EXERCISE MATERIAL
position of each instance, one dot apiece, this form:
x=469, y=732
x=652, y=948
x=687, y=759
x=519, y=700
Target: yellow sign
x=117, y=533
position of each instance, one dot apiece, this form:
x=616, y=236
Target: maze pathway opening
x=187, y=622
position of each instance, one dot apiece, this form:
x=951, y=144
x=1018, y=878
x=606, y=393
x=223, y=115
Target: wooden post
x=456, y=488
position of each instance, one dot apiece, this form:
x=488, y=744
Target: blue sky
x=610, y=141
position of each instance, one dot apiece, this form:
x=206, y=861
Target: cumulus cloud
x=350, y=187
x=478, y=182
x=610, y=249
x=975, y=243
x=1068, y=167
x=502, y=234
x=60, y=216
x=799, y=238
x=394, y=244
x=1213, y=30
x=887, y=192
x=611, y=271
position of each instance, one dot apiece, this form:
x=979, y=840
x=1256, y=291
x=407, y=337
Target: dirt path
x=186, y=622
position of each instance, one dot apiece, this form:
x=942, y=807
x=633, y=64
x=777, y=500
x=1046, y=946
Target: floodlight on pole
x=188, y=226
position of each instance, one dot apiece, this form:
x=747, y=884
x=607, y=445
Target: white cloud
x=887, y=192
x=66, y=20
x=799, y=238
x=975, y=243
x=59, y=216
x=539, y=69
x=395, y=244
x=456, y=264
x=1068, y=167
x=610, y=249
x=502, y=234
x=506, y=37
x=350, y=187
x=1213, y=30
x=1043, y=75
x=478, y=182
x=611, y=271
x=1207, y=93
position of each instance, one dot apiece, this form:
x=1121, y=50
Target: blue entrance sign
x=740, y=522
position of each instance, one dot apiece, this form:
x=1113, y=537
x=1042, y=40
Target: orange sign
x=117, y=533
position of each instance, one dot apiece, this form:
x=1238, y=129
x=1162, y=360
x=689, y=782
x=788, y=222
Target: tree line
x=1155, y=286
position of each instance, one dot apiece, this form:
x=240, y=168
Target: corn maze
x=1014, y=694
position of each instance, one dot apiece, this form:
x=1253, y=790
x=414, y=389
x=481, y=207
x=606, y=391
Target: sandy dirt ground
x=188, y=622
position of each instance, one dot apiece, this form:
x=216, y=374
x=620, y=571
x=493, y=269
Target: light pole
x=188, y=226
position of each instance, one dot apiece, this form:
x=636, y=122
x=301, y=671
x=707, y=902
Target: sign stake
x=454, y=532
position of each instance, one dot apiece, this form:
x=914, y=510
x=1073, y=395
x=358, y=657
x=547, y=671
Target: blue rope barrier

WRITTEN TASK
Rewrite the material from its first line through the line containing "x=1155, y=286", both included and the requests kept, with each answer coordinate multiplied by 1.75 and rounded to a whole number, halves going up. Leave the numbers in the requests unchanged.

COMPLETE RESPONSE
position of each instance, one dot apiece, this form:
x=469, y=732
x=652, y=948
x=687, y=759
x=519, y=700
Target: yellow sign
x=205, y=933
position of each instance, one dot apiece, this form:
x=616, y=236
Target: maze pathway opening
x=327, y=1089
position of each instance, one dot apiece, this form:
x=951, y=144
x=1018, y=878
x=606, y=393
x=223, y=115
Target: wooden post
x=798, y=854
position of each instance, one dot apiece, this form:
x=488, y=744
Target: blue sky
x=1068, y=247
position of each instance, one dot apiece, this form:
x=206, y=861
Target: cumulus cloud
x=613, y=327
x=837, y=319
x=1068, y=436
x=1706, y=425
x=1869, y=292
x=879, y=410
x=105, y=378
x=1398, y=417
x=690, y=427
x=2123, y=53
x=1552, y=336
x=1069, y=474
position of each instance, one dot apiece, this form:
x=979, y=840
x=1256, y=291
x=407, y=337
Target: dirt path
x=326, y=1089
position of each instance, one dot apiece, this form:
x=942, y=807
x=633, y=64
x=777, y=500
x=1046, y=946
Target: floodlight on pole
x=329, y=396
position of each instance, one dot apiece, this form:
x=747, y=884
x=607, y=445
Target: white cloud
x=1552, y=336
x=116, y=35
x=1398, y=417
x=1706, y=425
x=103, y=378
x=943, y=121
x=691, y=427
x=798, y=462
x=1869, y=292
x=1068, y=436
x=879, y=410
x=886, y=65
x=613, y=327
x=2123, y=53
x=1825, y=131
x=837, y=319
x=1069, y=474
x=2112, y=163
position of each instance, one dot apiece, this form:
x=1121, y=50
Target: blue entrance sign
x=1295, y=914
position of each instance, one dot apiece, this form:
x=1113, y=537
x=1042, y=40
Target: orange sign
x=205, y=933
position of each instance, one dot apiece, this form:
x=1238, y=129
x=1162, y=360
x=689, y=782
x=788, y=222
Target: tree line
x=2021, y=501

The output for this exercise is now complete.